■ What the exercise asks ■
Would you repeat exactly the part of the listing below that runs from the line containing "of the botryoidal" down to the line containing "of the quartz", inclusive, and nothing else?

*** Opening Information given ***

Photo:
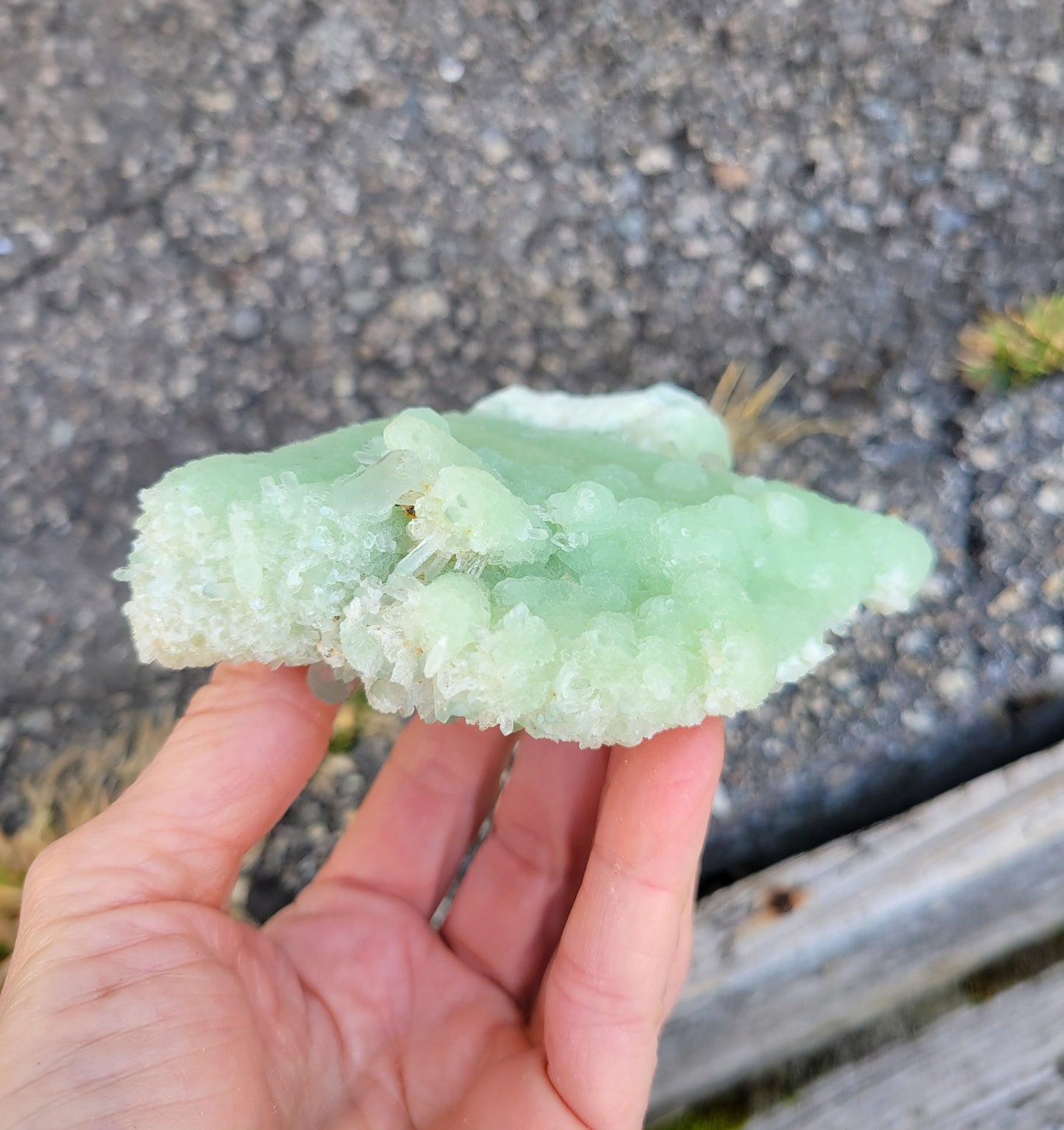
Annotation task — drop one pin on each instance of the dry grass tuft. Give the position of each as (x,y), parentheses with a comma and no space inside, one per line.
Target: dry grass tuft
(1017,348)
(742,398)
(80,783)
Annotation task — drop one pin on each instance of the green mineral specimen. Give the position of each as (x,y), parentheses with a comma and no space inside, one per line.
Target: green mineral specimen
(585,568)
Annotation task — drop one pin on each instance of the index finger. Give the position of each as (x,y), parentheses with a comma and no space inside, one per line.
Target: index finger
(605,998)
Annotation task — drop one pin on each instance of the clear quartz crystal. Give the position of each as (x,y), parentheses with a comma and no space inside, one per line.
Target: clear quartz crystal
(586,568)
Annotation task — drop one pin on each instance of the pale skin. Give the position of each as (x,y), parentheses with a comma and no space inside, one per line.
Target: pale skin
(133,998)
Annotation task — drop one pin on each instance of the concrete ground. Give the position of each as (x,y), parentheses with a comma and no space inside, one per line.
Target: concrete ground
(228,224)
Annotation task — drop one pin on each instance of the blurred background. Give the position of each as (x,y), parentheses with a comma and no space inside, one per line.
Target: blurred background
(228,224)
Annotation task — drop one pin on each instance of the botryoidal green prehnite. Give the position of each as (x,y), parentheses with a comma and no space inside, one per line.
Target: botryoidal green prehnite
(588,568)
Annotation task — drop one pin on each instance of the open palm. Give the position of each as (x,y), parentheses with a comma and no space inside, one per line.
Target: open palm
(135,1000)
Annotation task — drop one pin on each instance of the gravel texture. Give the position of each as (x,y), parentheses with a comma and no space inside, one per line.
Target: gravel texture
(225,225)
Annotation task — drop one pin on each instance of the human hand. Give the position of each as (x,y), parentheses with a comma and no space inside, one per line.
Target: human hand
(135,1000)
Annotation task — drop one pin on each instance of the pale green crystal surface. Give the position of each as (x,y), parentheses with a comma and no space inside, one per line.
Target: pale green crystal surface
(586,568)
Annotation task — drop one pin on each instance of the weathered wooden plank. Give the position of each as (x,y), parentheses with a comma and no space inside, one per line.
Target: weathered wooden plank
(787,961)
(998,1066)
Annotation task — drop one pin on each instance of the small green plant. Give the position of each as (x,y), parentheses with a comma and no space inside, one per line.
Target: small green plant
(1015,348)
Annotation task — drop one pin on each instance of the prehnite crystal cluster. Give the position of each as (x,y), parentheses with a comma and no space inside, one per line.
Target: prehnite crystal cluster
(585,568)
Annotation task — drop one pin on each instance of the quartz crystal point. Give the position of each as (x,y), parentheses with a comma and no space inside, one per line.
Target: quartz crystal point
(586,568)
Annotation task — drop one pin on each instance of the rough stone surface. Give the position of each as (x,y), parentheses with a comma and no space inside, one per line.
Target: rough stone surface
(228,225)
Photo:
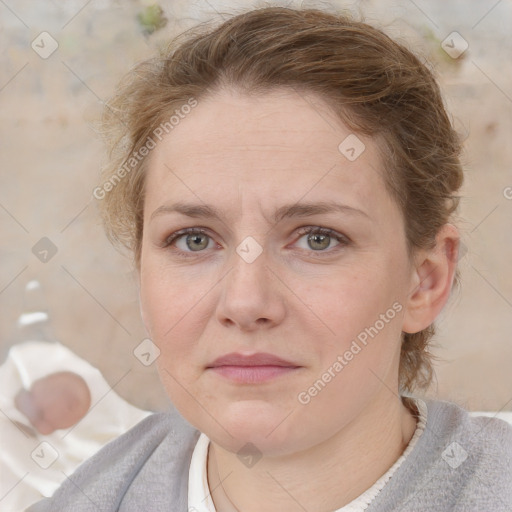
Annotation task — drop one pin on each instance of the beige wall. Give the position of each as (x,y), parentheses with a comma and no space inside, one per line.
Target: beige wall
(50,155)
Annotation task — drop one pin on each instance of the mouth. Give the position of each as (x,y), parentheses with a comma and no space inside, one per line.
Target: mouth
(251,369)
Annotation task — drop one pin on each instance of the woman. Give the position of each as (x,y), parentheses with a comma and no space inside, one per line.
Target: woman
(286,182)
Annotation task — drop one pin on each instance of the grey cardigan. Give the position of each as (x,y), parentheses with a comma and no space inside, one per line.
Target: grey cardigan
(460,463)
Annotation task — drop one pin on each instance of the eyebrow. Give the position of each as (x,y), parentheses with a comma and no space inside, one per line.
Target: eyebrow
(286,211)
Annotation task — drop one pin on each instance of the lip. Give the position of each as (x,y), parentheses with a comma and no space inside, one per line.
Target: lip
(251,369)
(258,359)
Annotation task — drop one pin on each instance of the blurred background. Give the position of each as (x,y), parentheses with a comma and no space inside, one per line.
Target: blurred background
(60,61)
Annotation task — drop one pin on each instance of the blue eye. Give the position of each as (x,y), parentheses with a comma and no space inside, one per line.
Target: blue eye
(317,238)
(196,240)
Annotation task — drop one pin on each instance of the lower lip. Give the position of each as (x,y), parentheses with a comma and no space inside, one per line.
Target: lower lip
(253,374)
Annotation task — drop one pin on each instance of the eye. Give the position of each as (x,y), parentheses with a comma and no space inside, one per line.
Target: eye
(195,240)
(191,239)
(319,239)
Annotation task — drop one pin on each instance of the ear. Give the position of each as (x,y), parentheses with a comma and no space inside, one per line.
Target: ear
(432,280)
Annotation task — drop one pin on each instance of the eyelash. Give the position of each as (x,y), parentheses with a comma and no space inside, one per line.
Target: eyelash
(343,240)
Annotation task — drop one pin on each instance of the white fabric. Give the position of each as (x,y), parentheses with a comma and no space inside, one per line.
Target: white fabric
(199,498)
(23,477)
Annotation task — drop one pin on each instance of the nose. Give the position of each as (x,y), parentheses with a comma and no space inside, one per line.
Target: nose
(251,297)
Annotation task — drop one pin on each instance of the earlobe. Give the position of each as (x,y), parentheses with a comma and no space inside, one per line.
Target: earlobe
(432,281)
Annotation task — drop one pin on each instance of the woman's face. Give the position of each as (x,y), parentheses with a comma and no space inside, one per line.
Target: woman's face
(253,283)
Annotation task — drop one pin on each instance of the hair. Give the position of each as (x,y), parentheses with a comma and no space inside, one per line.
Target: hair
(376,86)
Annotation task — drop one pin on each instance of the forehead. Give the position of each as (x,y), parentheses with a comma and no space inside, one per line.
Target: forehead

*** Closing Information given ***

■ Output of the task ■
Annotation task — drop one pin on each instance of the botryoidal green prehnite. Give the position of each as (x,y), parentheses with a comma and no space inside, one per line.
Target: botryoidal green prehnite
(588,568)
Annotation task — drop one pin on each instance of the open palm. Give the position of each as (x,y), parentheses with a comma and no space inside, one per line.
Target: open palm
(135,1000)
Annotation task — drop one pin on each instance of the gravel texture. Give the position of each as (x,y), parentheses with a comma and no space inside, one per line.
Target: gravel texture
(225,225)
Annotation task — drop one pin on each instance of the human hand. Give the position of each as (x,y), parentheses with a comma and no space inside, one per line.
Target: human hand
(135,1000)
Annotation task — drop one pin on each instance of the pale green crystal surface. Give the position of each as (x,y), parentheses with a comma and no space inside, one per line.
Target: pale green crystal surface
(586,568)
Annotation task — drop one pin on each instance of the weathered wooden plank. Give the position of each as (x,y), parentheses with a comma and no space inside, one per line.
Target: weathered wooden plank
(787,961)
(998,1066)
Annotation task — drop one pin on each instance of the small green plant. Give the position of each as (x,y), parentheses with a comma and no space inside, one per line.
Target: small green plant
(1015,348)
Annotation task — drop one pin on each instance of the prehnite crystal cluster. Give the position of each as (x,y), parentheses with a comma and no space inside, one per line.
Target: prehnite crystal cluster
(585,568)
Annotation task — drop one pin on each instance of the quartz crystal point. Give the position of each as (x,y), parentheses with a comma and no space inside, one per line.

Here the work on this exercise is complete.